TEXT SECTION:
Content starts
I was the subject of endless conspiracy theories concocted by Muslims attempting to rationalize my apostasy. Those closest to me weren’t exempt. At first, I tried to combat the disinformation, but discovered that it was a fruitless endeavor.

So I let it go and let them be. I was distancing myself from The Community as it was and people were too cowardly for the most part to actually speak with me openly.

Years later, I found out that something actually good came of the lies: People were going easier on their kids because they wrongly attributed my atheism to the strictness of my parents. You’re very welcome, younglings.

Limiting Exposure

For a while, I skipped the smaller family gatherings and only attended the big events where everyone was performing Big Happy Family. I stayed away from or arrived late to gatherings where there was a strong religious component. I spent a lot of time at the library and the gym, or just sitting in my car at the parking lot across the street.

It’s no way to live, but it’s a great way to survive the worst of it.

Things That Didn’t Help


They were having an emotional response and trying to logic at them didn’t work.

Consoling or Comforting

They saw me as the cause of their pain, so there was no point in trying to make them feel better. If they expected me to respond, I’d say “I know you’re upset. I don’t want to say or do something to upset you more right now.”

Only one person pushed it. My response offended him and he hit me. Needless to say, he is an abuser who harmed me from birth until the blessed if all-too-recent day I stopped responding to his messages. Non-abusers, even when upset, aren’t like this.

Bringing Up Religious Arguments

There are some arguments in Islam that were in my favor in very specific situations. Mentioning them didn’t do anything good.

Even though I knew (and know) more about certain things in Islam than they do, and they used to defer to me when I was a Muslim, they acted like my knowledge was all tainted the minute I told them I was an atheist. I sometimes fed the lines to someone who was (or who they thought was) a Muslim and was on my side, but this is a very risky strategy and involved too much planning for me in my fraught state.

Living with Them

My family insisted that I would hurt them worse by moving out then by becoming an atheist, but things got much better after I moved out for a while. I ended up being forced to move back due to finances but the situation was different (for the better) after that.

Advice for the Newly-Apostized (or My Past Self)

4 thoughts on “Advice for the Newly-Apostized (or My Past Self)

  1. 1

    “Looking blotchy and frighteningly hysterical was better than carrying the angst indefinitely.”
    I need this (in present tense) stitched on a pillow.

  2. 2

    It’s wild how different a person’s experience of life can be. Me and my dude both expressed atheistic feelings as small children and were just laughed off. As adults we’re atheist and either no one gives a shit or they are too afraid to say anything about it.

  3. 3

    Heina, I’m a little hesitant to comment since your post is full of great advice, but my response has to be “your mileage may vary”.
    My experience was vastly different than yours, although I think I may fairly claim that my family was at least as religious as yours: my father was a Protestant minister and was the senior pastor of a fairly large church during my “wonder years”.
    As you might expect, I was expected (required) to be involved in church activities throughout my childhood. Yet I was able to leave my father’s religion with few repercussions. It probably became pretty clear to them that I had no faith by the time I was in high school, or even earlier. Certainly once I left for college I never saw the inside of a church except during holiday visits. But our relationship remained warm and they continued to be fully supportive. I can remember only one occasion, initiated by them, that the issue was even directly addressed.
    tl:dr — some of us apostates are luckier than others.
Content ends
SUPPLIED DATA:
Content starts
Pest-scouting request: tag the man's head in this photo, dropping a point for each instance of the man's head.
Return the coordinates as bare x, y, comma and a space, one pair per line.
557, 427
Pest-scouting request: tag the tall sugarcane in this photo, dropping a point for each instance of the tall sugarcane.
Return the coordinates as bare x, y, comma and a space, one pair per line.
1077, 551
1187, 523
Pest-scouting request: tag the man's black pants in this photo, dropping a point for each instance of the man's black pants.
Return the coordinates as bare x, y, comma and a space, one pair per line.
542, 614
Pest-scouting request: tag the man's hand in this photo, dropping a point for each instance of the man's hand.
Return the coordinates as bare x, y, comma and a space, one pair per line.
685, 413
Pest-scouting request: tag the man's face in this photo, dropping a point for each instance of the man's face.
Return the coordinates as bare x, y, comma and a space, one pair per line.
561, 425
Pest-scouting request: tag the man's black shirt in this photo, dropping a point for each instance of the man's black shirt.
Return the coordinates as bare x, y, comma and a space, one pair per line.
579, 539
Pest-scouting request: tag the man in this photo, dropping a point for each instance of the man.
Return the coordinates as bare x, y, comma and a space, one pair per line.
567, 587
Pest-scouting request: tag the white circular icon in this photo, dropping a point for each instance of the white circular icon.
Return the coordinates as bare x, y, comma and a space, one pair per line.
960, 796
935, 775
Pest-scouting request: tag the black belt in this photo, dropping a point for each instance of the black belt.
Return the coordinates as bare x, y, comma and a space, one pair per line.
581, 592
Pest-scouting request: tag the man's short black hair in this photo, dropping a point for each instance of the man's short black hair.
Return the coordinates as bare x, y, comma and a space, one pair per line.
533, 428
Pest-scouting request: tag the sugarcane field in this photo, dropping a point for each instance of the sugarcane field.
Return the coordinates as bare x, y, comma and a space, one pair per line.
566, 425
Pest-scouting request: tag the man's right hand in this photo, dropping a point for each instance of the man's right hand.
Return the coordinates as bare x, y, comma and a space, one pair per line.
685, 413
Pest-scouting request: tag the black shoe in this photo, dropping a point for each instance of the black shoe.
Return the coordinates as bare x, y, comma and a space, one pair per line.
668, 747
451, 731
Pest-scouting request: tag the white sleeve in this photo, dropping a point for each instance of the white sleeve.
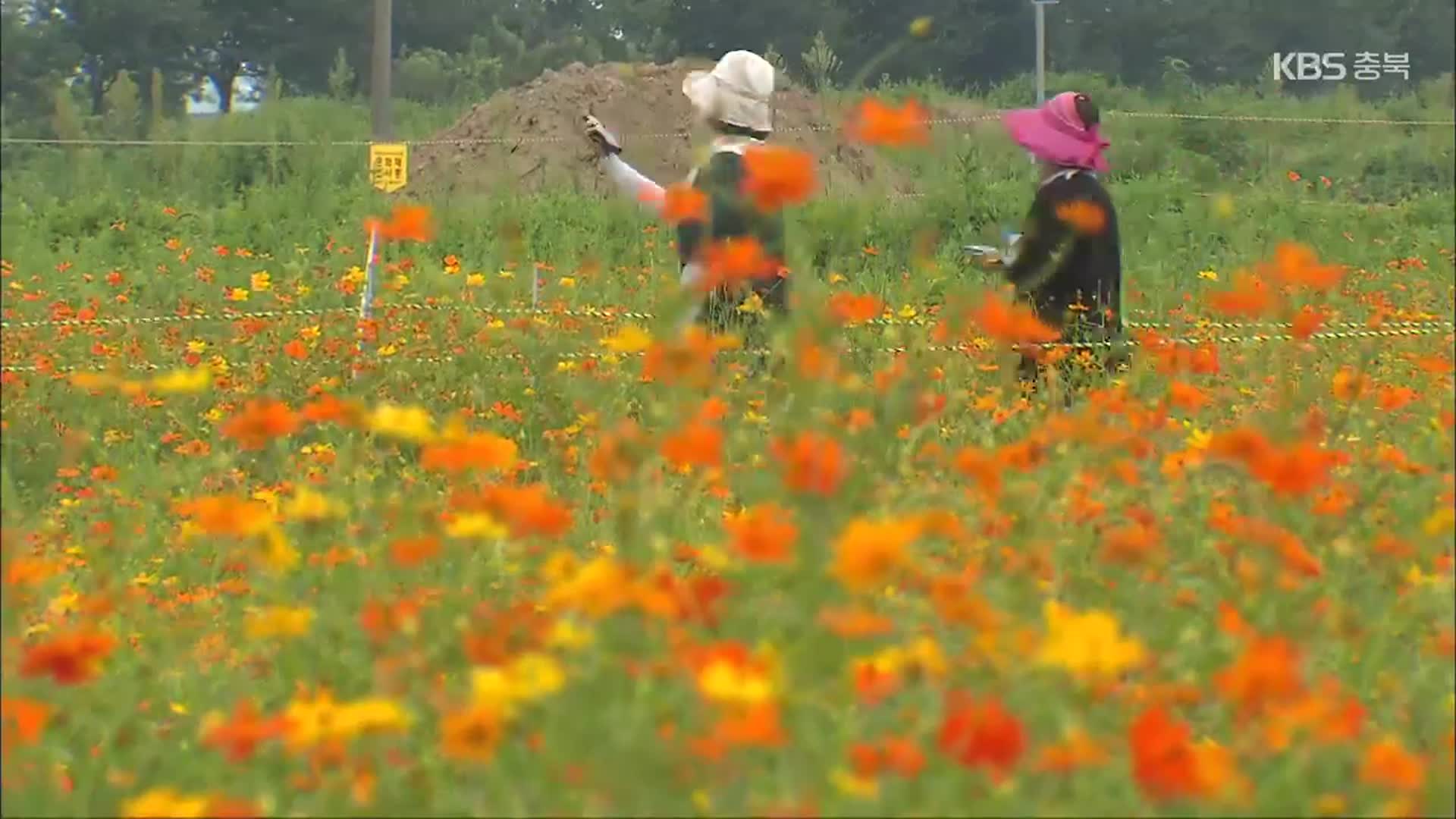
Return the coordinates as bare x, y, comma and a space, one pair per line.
631, 183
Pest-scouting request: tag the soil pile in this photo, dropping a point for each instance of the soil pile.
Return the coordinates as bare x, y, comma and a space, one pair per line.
530, 136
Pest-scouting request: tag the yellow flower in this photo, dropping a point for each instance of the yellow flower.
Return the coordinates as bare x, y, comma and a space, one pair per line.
280, 621
1440, 522
476, 525
565, 634
728, 682
310, 506
187, 381
631, 338
410, 425
1087, 645
165, 803
277, 553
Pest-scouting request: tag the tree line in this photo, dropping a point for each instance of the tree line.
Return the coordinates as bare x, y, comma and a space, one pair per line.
459, 49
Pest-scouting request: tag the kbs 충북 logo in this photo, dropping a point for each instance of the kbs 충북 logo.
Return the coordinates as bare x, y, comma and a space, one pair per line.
1331, 66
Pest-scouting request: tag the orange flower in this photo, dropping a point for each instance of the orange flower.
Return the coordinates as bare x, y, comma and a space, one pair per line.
30, 717
240, 735
1164, 761
471, 735
1267, 673
1388, 764
868, 551
1084, 218
261, 422
880, 124
851, 309
777, 177
481, 450
528, 510
696, 445
683, 203
764, 534
734, 261
1251, 297
410, 223
982, 733
1299, 265
813, 464
1011, 324
69, 659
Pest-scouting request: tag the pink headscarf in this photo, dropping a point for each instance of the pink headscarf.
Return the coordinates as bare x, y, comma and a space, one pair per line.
1055, 133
Content ends
EXERCISE INSTRUCTIONS:
1. Answer these questions about the post:
(a) Where did the writer spend a lot of time while limiting exposure to family?
(b) What did the writer's family insist would hurt them worse than becoming an atheist?
(c) According to the third comment, what position did the commenter's father hold?
2. Rewrite everything in the post from "Bringing Up Religious" down to "my fraught state.", putting "tactic" in place of "strategy".
The rows have nothing to do with the post.

SOLUTIONS BELOW:
1.
(a) At the library and the gym, or sitting in the car at the parking lot across the street.
(b) Moving out.
(c) He was a Protestant minister and the senior pastor of a fairly large church.

2.
Bringing Up Religious Arguments

There are some arguments in Islam that were in my favor in very specific situations. Mentioning them didn’t do anything good.

Even though I knew (and know) more about certain things in Islam than they do, and they used to defer to me when I was a Muslim, they acted like my knowledge was all tainted the minute I told them I was an atheist. I sometimes fed the lines to someone who was (or who they thought was) a Muslim and was on my side, but this is a very risky tactic and involved too much planning for me in my fraught state.